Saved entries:
####################
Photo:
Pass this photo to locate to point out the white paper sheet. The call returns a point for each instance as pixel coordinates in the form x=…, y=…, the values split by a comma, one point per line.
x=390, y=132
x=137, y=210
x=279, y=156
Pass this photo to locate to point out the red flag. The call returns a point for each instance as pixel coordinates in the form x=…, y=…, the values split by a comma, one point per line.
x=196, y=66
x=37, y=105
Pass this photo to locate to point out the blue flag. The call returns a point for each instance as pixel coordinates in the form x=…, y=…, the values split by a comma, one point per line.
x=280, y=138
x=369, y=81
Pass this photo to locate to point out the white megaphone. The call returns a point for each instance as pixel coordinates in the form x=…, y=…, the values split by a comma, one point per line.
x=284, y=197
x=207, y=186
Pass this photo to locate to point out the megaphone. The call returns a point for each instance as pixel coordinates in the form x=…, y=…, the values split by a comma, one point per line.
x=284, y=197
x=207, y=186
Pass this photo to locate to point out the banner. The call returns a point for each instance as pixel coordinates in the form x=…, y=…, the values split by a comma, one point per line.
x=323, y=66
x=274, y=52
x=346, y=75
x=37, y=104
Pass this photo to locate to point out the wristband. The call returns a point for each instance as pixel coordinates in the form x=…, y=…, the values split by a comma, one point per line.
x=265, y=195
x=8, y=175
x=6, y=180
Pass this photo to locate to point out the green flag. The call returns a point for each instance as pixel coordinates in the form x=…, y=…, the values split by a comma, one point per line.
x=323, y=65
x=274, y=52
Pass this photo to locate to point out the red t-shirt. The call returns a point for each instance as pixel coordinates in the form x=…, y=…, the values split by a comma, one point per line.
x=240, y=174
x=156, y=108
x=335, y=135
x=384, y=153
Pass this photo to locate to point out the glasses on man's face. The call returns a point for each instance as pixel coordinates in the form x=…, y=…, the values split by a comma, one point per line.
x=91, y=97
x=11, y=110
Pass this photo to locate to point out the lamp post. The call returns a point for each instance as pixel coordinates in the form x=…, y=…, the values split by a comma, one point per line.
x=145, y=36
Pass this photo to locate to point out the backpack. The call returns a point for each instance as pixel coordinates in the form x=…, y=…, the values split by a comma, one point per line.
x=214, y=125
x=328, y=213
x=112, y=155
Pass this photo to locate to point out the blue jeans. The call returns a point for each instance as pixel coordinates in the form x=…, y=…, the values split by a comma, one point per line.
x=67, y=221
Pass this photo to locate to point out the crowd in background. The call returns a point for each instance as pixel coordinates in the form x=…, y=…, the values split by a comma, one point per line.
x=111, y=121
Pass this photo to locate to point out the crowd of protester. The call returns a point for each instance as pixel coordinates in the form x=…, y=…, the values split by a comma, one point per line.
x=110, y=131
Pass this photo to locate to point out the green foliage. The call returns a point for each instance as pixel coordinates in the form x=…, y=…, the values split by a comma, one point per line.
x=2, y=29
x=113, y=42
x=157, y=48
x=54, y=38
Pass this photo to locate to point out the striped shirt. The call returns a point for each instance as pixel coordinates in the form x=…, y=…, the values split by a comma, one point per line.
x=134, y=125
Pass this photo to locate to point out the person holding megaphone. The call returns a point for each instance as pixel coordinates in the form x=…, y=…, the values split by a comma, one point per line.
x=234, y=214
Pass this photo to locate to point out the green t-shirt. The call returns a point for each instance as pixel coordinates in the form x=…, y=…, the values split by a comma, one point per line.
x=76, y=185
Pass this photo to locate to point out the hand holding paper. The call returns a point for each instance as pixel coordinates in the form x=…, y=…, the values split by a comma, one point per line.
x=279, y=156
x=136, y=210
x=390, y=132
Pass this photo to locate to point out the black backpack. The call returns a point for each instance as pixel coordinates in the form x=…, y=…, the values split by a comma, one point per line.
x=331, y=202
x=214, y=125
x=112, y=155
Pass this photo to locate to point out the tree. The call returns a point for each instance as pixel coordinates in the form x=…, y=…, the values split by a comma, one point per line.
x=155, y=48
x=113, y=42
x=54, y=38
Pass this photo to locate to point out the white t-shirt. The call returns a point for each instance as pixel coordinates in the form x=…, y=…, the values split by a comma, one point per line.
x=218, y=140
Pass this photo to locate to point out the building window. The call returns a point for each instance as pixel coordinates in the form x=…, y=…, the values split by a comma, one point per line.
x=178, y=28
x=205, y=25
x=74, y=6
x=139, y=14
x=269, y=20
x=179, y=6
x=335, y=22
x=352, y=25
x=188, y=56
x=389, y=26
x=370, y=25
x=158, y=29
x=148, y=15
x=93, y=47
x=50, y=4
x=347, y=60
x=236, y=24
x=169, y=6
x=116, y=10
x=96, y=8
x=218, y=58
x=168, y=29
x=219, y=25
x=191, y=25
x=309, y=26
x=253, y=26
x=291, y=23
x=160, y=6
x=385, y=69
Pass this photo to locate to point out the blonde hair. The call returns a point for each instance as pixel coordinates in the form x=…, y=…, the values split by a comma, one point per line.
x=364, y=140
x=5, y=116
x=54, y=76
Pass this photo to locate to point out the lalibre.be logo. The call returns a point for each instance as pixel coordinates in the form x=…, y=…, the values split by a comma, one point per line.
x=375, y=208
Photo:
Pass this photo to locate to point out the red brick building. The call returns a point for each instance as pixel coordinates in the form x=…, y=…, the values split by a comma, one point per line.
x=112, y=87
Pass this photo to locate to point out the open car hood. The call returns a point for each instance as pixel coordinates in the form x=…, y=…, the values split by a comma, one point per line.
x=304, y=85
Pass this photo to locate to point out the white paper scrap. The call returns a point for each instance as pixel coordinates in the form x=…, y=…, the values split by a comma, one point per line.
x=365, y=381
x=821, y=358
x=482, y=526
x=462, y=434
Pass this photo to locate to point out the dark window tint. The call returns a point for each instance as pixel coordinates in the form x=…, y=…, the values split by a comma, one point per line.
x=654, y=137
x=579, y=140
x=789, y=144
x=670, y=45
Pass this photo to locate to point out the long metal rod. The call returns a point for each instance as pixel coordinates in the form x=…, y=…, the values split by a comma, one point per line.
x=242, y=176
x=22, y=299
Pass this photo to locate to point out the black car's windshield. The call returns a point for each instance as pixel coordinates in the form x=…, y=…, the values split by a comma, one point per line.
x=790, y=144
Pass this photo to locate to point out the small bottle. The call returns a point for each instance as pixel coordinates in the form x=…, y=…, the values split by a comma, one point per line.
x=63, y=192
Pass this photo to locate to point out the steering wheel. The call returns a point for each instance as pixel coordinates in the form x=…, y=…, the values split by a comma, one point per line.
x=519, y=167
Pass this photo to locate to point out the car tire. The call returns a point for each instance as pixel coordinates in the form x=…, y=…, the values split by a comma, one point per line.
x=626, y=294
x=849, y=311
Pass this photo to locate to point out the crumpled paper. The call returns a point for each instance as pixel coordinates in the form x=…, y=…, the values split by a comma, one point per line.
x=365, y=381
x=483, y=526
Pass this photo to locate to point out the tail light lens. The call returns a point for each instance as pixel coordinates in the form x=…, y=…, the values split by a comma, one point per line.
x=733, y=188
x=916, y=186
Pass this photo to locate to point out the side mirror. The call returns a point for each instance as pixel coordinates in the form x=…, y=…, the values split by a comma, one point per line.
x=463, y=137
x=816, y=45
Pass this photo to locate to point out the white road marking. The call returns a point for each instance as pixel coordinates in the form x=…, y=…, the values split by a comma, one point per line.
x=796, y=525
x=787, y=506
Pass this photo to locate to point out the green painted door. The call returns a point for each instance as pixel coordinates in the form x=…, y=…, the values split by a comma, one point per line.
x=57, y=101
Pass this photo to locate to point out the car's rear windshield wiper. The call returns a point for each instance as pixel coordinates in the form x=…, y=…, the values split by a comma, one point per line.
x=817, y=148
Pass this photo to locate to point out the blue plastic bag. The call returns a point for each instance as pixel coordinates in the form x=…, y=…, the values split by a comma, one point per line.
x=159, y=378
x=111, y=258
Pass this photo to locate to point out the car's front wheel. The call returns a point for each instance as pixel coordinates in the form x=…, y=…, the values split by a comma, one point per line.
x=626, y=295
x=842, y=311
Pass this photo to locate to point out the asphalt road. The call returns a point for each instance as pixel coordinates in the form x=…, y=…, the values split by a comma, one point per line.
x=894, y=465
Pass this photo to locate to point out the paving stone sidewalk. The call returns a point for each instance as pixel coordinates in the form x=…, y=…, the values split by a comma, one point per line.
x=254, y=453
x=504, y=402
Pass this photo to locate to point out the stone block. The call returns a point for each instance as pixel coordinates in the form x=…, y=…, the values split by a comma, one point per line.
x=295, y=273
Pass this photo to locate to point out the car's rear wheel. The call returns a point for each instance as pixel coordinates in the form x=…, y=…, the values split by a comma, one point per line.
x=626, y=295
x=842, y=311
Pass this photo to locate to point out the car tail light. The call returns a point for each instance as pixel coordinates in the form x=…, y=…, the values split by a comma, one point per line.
####################
● **WHAT YOU HAVE TO DO**:
Beginning at the line containing "Pass this photo to locate to point out the asphalt", repeat each line exactly through the last line of the entries, and include no other lines.

● **REPLY**:
Pass this photo to locate to point out the asphalt road. The call returns a point for each instance as pixel coordinates in the form x=…, y=…, the values split by a comma, one point per line.
x=894, y=465
Pass this photo to locate to point out the paving stone sidewalk. The call returns a point for each instance as pixel coordinates in the form x=…, y=…, the values split by a comma, one point per line.
x=254, y=453
x=504, y=402
Pass this photo to locate to point out the stone block. The call returns a point for each instance as pixel coordinates in the form x=…, y=…, the values split by a comma, one point per line.
x=295, y=273
Pass this photo to locate to point out the car's rear wheel. The call returns a point for each instance as pixel coordinates in the form x=…, y=…, the values split by a comma, one point per line.
x=626, y=295
x=842, y=311
Pass this photo to locate to point out the car tail light. The call returns a point for each instance as pixel coordinates in the form x=…, y=…, the values split by a comma, one point per line.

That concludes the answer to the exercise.